[Point labeling dataset excerpts]
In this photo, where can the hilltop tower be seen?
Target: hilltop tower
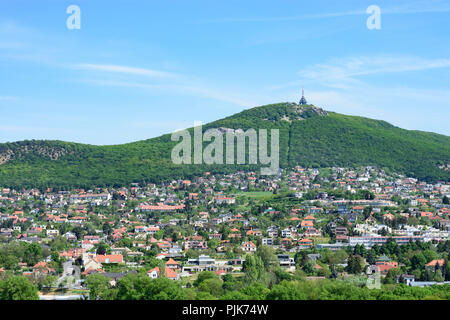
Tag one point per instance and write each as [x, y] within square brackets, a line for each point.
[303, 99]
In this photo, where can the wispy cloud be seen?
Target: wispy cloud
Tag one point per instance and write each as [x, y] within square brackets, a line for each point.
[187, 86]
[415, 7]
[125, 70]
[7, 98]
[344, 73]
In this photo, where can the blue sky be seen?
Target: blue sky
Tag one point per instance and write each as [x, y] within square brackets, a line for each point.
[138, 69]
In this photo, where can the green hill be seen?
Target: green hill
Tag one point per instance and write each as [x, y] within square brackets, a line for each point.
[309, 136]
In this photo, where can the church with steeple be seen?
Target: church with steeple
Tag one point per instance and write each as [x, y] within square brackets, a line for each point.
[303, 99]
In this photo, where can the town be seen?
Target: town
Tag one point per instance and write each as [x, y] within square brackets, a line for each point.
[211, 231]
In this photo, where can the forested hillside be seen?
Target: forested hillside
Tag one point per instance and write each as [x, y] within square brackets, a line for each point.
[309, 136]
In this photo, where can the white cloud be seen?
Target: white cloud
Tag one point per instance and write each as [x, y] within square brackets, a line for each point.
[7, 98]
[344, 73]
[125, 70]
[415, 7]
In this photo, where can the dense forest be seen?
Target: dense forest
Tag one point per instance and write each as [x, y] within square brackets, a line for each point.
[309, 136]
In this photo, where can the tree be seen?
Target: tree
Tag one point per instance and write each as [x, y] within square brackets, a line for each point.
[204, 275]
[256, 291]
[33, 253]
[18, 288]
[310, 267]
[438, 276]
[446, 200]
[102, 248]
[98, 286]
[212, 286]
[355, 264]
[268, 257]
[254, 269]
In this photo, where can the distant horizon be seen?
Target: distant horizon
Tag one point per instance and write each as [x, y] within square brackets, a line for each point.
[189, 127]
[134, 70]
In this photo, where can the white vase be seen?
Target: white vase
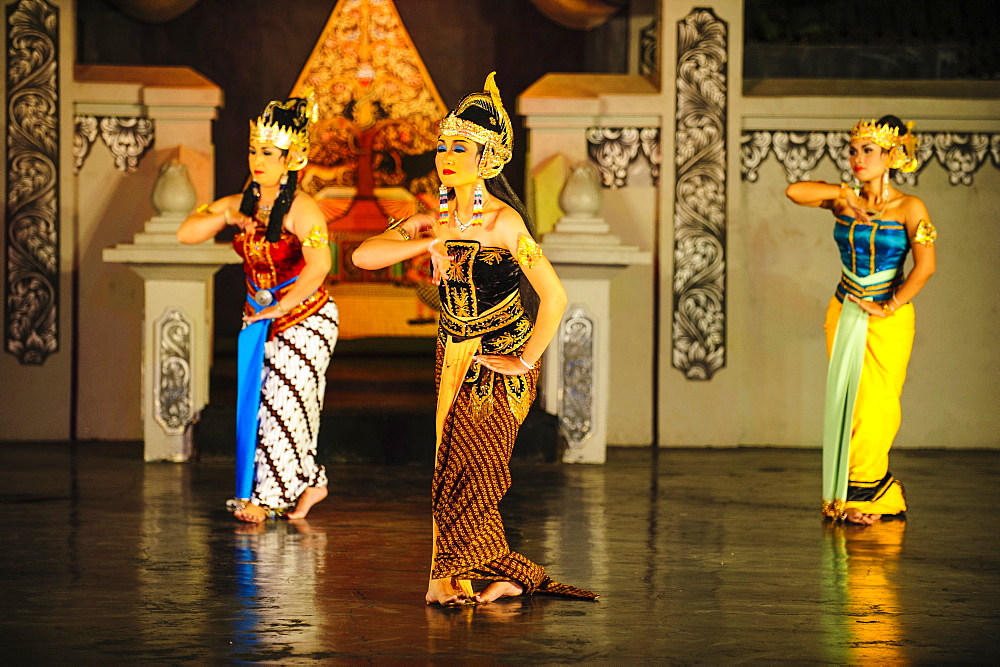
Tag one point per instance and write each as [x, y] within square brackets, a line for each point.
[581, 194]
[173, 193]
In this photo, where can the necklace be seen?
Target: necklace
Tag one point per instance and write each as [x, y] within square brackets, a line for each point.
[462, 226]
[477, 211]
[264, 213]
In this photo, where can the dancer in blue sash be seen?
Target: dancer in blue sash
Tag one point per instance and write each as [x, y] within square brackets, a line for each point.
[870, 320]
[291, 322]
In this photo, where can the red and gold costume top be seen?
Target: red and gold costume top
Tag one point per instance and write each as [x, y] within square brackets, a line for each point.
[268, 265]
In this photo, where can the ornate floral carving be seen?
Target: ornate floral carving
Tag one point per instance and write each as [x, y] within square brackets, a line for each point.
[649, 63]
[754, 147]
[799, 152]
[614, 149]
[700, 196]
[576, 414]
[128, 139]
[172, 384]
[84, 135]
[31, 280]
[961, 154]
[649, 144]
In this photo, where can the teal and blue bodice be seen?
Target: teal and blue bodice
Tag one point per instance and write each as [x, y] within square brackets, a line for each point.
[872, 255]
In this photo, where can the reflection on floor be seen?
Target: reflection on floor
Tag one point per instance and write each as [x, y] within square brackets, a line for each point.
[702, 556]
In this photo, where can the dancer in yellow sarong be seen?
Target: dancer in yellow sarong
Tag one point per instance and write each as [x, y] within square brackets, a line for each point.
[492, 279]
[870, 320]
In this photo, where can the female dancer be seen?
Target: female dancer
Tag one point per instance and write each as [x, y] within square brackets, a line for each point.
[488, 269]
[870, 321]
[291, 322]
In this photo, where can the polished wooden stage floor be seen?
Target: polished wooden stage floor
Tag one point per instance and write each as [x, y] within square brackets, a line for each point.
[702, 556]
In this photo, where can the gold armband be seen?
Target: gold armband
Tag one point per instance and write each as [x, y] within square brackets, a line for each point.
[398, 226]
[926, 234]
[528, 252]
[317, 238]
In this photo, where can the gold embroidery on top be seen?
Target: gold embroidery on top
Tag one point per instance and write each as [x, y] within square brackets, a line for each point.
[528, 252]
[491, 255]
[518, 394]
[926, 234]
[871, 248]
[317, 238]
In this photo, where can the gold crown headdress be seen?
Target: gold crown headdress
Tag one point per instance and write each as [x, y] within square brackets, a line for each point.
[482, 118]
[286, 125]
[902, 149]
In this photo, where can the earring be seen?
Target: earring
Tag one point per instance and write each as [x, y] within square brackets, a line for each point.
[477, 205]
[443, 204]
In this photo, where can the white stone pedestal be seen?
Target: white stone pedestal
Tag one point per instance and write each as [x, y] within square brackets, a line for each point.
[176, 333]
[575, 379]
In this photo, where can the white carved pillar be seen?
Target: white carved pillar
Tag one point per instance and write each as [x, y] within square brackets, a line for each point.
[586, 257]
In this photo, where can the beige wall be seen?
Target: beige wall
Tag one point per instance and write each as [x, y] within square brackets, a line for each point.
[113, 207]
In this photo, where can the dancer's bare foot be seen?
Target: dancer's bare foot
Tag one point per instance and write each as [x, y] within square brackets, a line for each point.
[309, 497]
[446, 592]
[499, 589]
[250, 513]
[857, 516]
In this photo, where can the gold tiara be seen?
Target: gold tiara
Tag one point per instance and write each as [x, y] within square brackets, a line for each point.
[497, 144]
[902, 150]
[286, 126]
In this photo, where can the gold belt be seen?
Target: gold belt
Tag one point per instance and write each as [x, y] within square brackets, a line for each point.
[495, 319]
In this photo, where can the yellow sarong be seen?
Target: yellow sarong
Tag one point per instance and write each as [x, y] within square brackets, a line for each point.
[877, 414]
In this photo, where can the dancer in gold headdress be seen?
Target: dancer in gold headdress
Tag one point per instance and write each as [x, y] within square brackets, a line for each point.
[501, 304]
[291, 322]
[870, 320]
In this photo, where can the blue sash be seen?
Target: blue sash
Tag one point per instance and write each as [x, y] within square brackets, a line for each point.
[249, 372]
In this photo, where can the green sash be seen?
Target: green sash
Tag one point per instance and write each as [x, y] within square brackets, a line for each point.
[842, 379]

--

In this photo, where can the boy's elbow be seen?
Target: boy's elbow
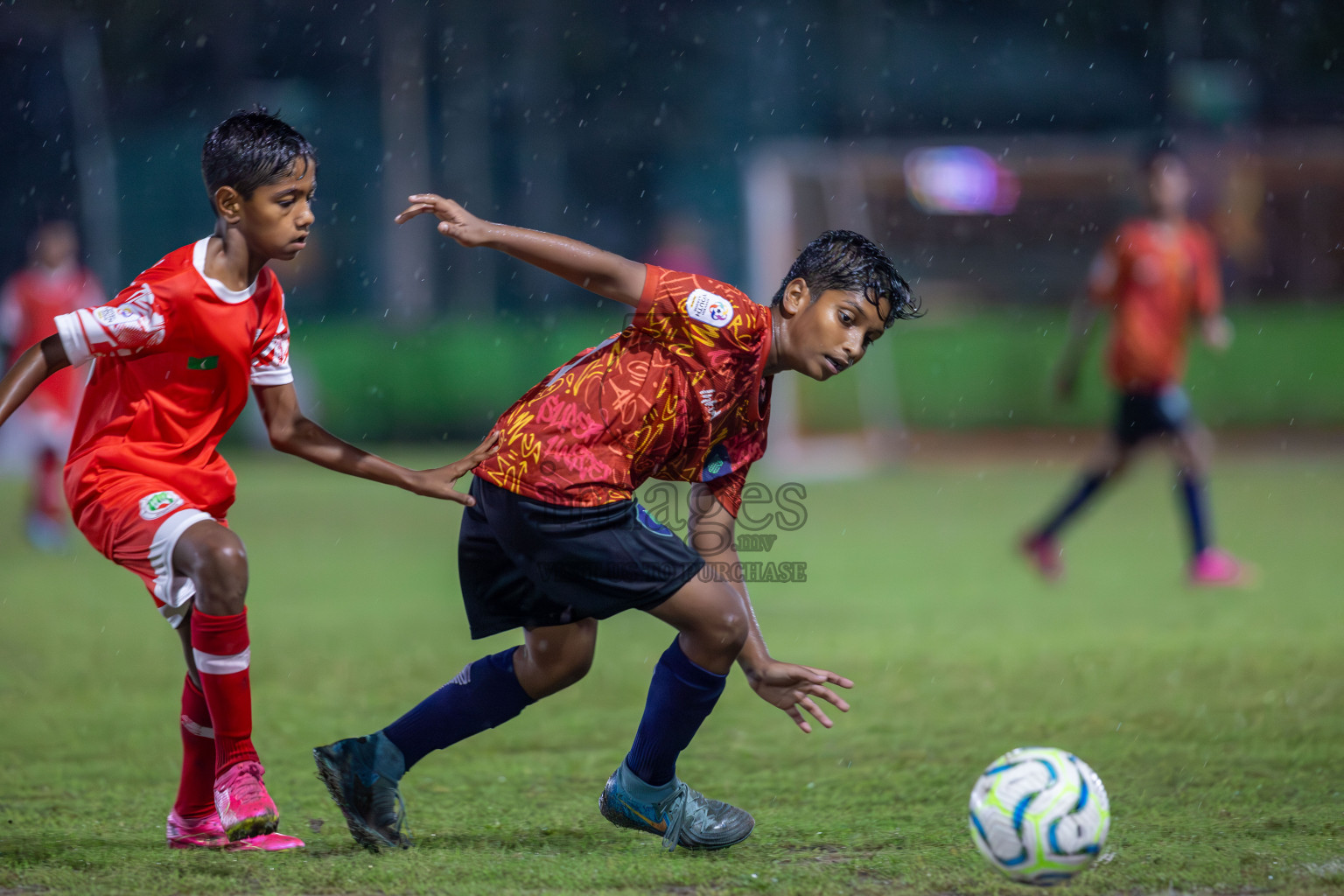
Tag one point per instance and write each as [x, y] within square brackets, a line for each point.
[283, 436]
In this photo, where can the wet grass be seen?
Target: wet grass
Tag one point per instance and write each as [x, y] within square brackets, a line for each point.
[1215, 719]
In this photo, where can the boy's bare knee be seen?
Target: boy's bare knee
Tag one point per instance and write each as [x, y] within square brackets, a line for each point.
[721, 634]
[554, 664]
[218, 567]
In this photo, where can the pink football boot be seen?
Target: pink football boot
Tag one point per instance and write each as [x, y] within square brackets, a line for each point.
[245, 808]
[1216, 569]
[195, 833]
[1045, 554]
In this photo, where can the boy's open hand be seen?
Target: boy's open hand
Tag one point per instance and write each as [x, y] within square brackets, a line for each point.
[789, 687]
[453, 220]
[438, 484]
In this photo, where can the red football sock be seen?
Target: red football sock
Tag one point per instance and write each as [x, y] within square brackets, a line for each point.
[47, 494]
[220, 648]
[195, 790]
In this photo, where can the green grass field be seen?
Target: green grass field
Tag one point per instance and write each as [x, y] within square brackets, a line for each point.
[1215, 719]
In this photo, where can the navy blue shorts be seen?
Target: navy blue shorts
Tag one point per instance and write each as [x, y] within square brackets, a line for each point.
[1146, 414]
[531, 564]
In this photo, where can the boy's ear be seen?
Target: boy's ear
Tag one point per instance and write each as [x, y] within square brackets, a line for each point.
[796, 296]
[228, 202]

• [What you are asked to do]: Locate every line in the material above that contains the word "polished" and copy each such line. Case counts.

• [The response]:
In this photo, where can the polished wooden stage floor be seen?
Target: polished wooden stage floor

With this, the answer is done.